THE DATA –
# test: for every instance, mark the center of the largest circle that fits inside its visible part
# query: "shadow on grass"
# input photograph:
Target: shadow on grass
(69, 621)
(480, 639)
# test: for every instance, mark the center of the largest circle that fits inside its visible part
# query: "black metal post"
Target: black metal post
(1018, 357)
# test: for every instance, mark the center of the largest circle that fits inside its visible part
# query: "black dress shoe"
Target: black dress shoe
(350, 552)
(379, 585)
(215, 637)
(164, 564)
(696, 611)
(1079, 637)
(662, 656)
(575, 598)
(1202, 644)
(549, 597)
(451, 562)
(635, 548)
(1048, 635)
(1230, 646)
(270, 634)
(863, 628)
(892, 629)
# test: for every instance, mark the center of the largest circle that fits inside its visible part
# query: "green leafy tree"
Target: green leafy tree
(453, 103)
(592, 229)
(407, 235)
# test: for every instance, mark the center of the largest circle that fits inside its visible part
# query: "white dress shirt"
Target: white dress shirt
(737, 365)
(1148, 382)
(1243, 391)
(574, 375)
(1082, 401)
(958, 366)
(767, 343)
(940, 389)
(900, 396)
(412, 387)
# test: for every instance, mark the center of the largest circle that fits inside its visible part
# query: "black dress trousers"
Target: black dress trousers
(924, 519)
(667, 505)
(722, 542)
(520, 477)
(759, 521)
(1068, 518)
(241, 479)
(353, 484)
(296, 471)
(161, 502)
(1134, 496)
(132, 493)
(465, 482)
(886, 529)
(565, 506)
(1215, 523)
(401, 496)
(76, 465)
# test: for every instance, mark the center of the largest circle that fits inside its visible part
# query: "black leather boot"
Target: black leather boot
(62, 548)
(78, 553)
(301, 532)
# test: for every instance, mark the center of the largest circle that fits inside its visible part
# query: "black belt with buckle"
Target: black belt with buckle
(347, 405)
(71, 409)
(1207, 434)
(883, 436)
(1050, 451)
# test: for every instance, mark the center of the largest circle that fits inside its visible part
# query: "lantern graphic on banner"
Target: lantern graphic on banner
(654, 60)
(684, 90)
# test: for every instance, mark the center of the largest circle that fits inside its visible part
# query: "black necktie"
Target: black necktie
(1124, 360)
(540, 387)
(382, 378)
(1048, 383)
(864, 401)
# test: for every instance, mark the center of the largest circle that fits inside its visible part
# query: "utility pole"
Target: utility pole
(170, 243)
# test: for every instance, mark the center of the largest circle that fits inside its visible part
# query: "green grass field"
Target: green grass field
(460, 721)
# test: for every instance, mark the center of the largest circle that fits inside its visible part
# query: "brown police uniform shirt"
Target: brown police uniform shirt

EXERCISE DETAILS – Rewrite the material above with "black dress shoe" changed to "dark dress shoe" everywhere it appears, leaving everything else as it is.

FINISHED ANSWER –
# test: for every instance, mark the center of the largest circle that fits inside its visible part
# query: "shadow on grass"
# input photograph:
Target: shadow on grass
(69, 621)
(480, 639)
# test: for every instance, mark the center of the largest circle that fits inside its visible part
# query: "black metal post"
Target: black metal post
(1018, 357)
# test: for every instance, mark the center of the largest circle that fits inside its visible part
# query: "dark dress shoe"
Target: dark dress shoe
(350, 552)
(379, 585)
(215, 637)
(164, 564)
(696, 611)
(1079, 637)
(662, 656)
(575, 598)
(1202, 644)
(549, 597)
(451, 562)
(635, 548)
(1048, 635)
(1230, 646)
(270, 634)
(863, 628)
(892, 629)
# test: for every instance, mark the center of the largest circle that fits inside its visible part
# query: "green leafy tree"
Target: green leafy tree
(453, 103)
(592, 229)
(407, 235)
# test: for every instance, mark the center of the largest circle that fits inside its visible part
# query: "white dress shirt"
Target: white dress shirt
(737, 365)
(1148, 382)
(1243, 391)
(574, 375)
(1082, 401)
(958, 366)
(767, 343)
(940, 389)
(900, 396)
(412, 387)
# test: for every instance, mark the center of the largest circle that fits inside its visible part
# query: "black dress trousers"
Target: black dress trousers
(924, 519)
(667, 505)
(722, 542)
(520, 477)
(759, 521)
(1068, 518)
(241, 479)
(353, 484)
(296, 471)
(161, 502)
(1134, 496)
(132, 493)
(465, 482)
(886, 529)
(565, 506)
(1215, 523)
(401, 496)
(76, 465)
# test: for every instance, mark the center of the largest circle that fits inside its visible part
# query: "black leather boot"
Target: black leather boot
(62, 548)
(78, 553)
(301, 532)
# test: for every instance, mark the center of the largest circle that fits inside its visible part
# query: "black belt with buckle"
Target: black belt with buckle
(347, 405)
(71, 409)
(1207, 434)
(883, 436)
(1050, 451)
# test: for every instance, mark the center of the largest circle that fits inside its visible part
# query: "lantern graphic on banner"
Target: lantern graphic on banner
(654, 60)
(684, 90)
# test: for every instance, mark the center of the largest circle that fits inside its visible part
# query: "black necktie"
Target: black necktie
(1124, 360)
(540, 387)
(382, 378)
(1048, 383)
(864, 401)
# test: for every instance, mark the center of the largest circle that fits inside its visible part
# query: "utility pole"
Target: utility pole
(170, 243)
# test: for every instance, mark the center of the largest circle that fits inside its visible part
# query: "green grass field"
Target: green grass field
(460, 721)
# test: for every instance, mark the center of the largest circle that fits inside its visible part
# query: "brown police uniform shirt"
Target: brown police uniform shirt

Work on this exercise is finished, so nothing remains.